-- BEGIN Text block --

- Release poster
- Directed by: Elric Kane
- Screenplay by: Elric Kane Webb Wilcoxen
- Produced by: Matt Mercer; Monte Yazzie;
- Starring: Blu Hunt; Ben Smith-Petersen;
- Production companies: Yellow Veil Pictures; Rubric Pictures; Coda Films;
- Distributed by: Shudder
- Release dates: 26 August 2024 (Fantasia); 14 February 2025 (United States);
- Running time: 94 minutes
- Country: United States
- Language: English

= The Dead Thing =

American erotic drama film

The Dead Thing is a 2024 American horror drama film directed by Elric Kane and co-written by Kane and Webb Wilcoxen. It stars Blu Hunt and Ben Smith-Petersen.

==Premise==
A woman is charmed by a barista on a blind date, but after he disappears, she becomes determined to find out why.

==Cast==
- Blu Hunt as Alex
- Ben Smith-Petersen as Kyle
- Katherine Hughes as Kara
- John Karna as Chris
- Joey Millin as Mark

==Production==
The film is directed by Elric Kane and co-written by Kane and Webb Wilcoxen. It is produced by Matt Mercer and Monte Yazzie. Yellow Veil Pictures boarded worldwide sales in May 2024.

-- END Text block --

§ Written instruction 1: Update the article on The Dead Thing, starting with "The Dead Thing is" and going on through "find out why.", by changing "barista" to "bartender".
§ Written instruction 2: According to the article on The Dead Thing, what is the film's running time?
§ Written instruction 3: Based on the article on The Dead Thing, mark each statement yes or no and quote the words that decide it: (a) The film was shown at Fantasia on 26 August 2024. (b) Katherine Hughes plays Alex. (c) Yellow Veil Pictures boarded worldwide sales in June 2024.
The rows that follow come from a separate source.

-- BEGIN Extracted entries --

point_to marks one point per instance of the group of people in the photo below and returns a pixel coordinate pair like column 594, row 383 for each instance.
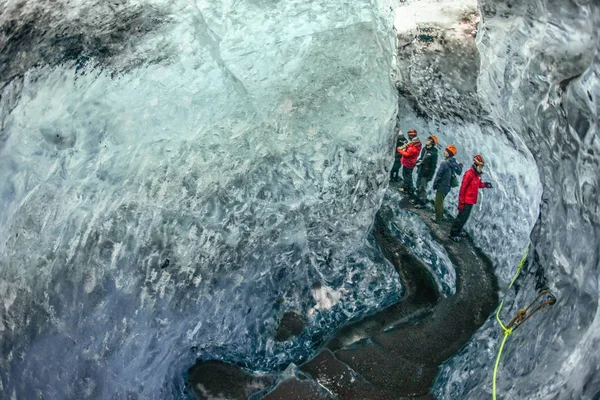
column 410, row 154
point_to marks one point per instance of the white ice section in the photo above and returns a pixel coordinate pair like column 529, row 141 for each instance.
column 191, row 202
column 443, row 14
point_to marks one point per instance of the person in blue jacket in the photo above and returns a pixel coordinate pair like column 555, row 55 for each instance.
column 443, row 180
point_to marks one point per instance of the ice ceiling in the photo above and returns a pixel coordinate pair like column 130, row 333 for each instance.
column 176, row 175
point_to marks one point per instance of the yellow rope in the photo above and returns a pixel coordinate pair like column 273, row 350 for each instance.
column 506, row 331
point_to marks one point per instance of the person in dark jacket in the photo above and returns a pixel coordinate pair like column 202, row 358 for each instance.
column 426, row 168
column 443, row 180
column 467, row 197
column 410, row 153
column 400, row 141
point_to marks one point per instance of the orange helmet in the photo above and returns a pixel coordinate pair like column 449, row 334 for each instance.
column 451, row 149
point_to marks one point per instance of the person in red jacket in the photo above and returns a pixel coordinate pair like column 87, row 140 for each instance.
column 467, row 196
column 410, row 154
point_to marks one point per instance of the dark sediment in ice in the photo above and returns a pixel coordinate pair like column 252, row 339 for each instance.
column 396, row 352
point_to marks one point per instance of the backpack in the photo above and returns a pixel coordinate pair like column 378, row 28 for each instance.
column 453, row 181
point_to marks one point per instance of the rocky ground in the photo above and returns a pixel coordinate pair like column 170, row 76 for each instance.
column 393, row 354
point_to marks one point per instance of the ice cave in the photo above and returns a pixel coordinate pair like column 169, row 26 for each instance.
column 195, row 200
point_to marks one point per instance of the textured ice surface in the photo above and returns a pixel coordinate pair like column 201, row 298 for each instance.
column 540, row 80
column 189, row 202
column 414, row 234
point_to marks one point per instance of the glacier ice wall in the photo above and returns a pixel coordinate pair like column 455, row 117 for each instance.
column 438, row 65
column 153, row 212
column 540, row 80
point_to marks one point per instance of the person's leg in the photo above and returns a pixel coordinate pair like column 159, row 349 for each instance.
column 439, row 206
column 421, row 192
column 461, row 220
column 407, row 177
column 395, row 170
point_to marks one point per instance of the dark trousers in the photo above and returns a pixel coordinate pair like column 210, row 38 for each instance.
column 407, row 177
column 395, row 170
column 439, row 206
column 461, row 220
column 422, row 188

-- END Extracted entries --
-- BEGIN Extracted entries --

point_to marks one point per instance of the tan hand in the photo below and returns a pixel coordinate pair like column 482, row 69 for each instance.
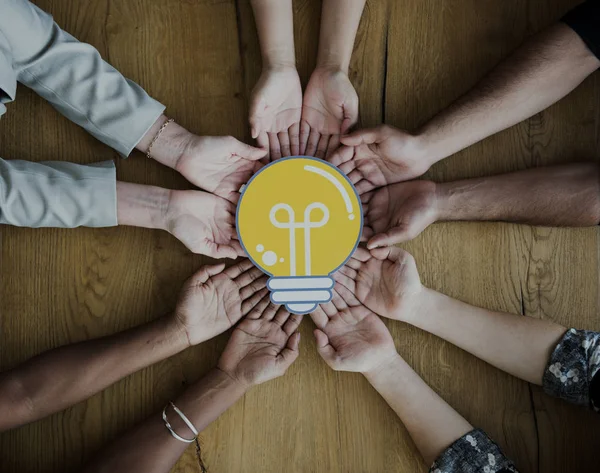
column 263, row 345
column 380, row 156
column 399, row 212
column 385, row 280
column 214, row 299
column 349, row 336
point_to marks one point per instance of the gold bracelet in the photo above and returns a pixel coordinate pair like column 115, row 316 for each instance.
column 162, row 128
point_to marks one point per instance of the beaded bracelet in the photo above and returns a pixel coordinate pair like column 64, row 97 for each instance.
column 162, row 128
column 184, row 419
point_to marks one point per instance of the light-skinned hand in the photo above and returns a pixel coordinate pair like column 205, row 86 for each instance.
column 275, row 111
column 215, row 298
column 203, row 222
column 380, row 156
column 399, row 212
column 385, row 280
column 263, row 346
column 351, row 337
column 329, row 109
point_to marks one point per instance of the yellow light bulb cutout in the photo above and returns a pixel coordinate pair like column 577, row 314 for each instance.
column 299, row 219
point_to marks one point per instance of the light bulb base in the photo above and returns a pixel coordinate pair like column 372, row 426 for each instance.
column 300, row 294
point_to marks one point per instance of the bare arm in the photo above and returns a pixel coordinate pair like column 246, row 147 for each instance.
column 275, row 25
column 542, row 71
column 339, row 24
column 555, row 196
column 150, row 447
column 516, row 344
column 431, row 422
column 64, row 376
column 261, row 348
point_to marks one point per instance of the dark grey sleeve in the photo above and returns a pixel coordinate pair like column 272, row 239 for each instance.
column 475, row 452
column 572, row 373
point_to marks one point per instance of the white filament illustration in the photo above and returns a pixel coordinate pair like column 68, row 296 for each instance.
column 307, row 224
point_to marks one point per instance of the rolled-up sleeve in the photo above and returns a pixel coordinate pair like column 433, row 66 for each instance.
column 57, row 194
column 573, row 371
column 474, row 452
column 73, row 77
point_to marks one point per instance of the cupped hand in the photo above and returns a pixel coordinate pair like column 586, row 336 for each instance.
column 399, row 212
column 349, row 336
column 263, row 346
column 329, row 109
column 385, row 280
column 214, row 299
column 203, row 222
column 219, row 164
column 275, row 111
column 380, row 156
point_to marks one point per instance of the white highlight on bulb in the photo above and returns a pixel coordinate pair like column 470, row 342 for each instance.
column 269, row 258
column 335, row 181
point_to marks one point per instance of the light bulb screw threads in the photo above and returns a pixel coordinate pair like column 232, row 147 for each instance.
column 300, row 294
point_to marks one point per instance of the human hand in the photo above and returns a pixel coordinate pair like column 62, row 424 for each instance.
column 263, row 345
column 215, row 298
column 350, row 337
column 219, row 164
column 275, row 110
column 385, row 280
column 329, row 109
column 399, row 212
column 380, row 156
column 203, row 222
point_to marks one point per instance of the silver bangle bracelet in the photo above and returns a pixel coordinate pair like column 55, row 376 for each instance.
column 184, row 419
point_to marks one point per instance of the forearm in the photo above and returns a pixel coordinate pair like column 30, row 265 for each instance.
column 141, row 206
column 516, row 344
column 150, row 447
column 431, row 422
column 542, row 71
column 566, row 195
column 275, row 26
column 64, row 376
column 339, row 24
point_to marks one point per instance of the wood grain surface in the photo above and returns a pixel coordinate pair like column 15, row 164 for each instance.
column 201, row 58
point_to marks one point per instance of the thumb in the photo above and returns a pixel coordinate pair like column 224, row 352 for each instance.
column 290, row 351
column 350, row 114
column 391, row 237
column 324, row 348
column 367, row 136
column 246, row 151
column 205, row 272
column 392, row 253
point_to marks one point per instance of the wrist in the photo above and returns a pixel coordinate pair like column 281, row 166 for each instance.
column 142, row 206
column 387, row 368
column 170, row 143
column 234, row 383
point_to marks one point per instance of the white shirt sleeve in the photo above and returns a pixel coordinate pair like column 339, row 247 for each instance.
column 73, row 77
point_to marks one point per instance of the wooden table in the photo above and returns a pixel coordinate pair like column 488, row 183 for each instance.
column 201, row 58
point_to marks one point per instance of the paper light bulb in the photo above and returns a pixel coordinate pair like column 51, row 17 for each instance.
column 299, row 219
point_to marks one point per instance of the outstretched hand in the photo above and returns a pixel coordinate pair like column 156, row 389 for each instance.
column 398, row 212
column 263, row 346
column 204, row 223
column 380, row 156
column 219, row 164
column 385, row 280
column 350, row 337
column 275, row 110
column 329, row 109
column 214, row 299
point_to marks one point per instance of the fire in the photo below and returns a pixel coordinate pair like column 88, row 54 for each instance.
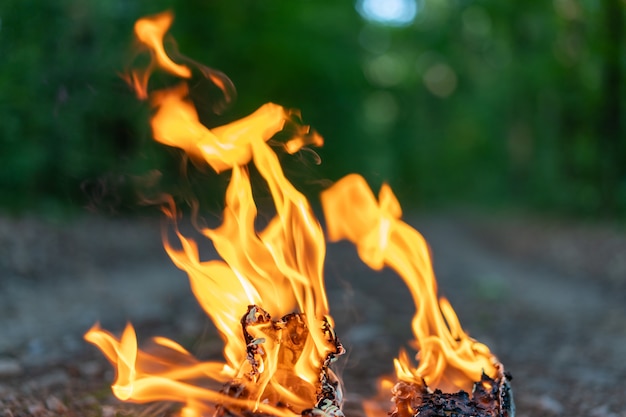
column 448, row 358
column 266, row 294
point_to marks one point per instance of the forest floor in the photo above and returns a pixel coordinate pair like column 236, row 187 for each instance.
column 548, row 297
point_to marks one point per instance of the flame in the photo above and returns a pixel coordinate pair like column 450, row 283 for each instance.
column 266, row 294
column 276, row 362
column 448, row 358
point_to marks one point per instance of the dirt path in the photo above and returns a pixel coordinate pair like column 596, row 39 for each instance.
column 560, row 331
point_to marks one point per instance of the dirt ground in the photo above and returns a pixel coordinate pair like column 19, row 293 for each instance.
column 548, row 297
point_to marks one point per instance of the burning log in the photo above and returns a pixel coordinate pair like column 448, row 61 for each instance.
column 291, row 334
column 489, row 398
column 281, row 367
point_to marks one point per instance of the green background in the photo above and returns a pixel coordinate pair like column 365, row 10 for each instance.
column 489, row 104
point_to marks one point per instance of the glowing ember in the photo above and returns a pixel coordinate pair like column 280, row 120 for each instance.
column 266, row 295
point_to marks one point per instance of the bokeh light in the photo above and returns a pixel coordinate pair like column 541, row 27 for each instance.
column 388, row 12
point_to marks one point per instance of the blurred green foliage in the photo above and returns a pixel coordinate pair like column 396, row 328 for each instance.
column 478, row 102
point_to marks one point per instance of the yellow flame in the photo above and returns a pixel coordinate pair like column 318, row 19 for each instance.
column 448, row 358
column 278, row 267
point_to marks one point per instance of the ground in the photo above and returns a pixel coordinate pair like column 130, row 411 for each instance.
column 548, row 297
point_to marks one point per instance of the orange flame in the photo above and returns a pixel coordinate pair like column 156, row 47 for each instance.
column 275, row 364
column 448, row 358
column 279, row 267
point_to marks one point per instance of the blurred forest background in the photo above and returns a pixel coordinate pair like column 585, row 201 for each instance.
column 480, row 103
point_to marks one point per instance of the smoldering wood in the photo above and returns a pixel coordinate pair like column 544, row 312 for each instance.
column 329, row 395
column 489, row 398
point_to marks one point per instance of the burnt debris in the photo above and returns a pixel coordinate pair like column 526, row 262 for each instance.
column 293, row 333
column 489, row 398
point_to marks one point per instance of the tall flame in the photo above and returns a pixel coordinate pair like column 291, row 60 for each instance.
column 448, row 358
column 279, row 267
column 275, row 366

-- END Extracted entries --

§ Written answer 1:
The Dead Thing is a 2024 American horror drama film directed by Elric Kane and co-written by Kane and Webb Wilcoxen. It stars Blu Hunt and Ben Smith-Petersen.

==Premise==
A woman is charmed by a bartender on a blind date, but after he disappears, she becomes determined to find out why.

§ Written answer 2: 94 minutes

§ Written answer 3:
(a) Yes: "26 August 2024 (Fantasia)"
(b) No: "Blu Hunt as Alex"
(c) No: "Yellow Veil Pictures boarded worldwide sales in May 2024."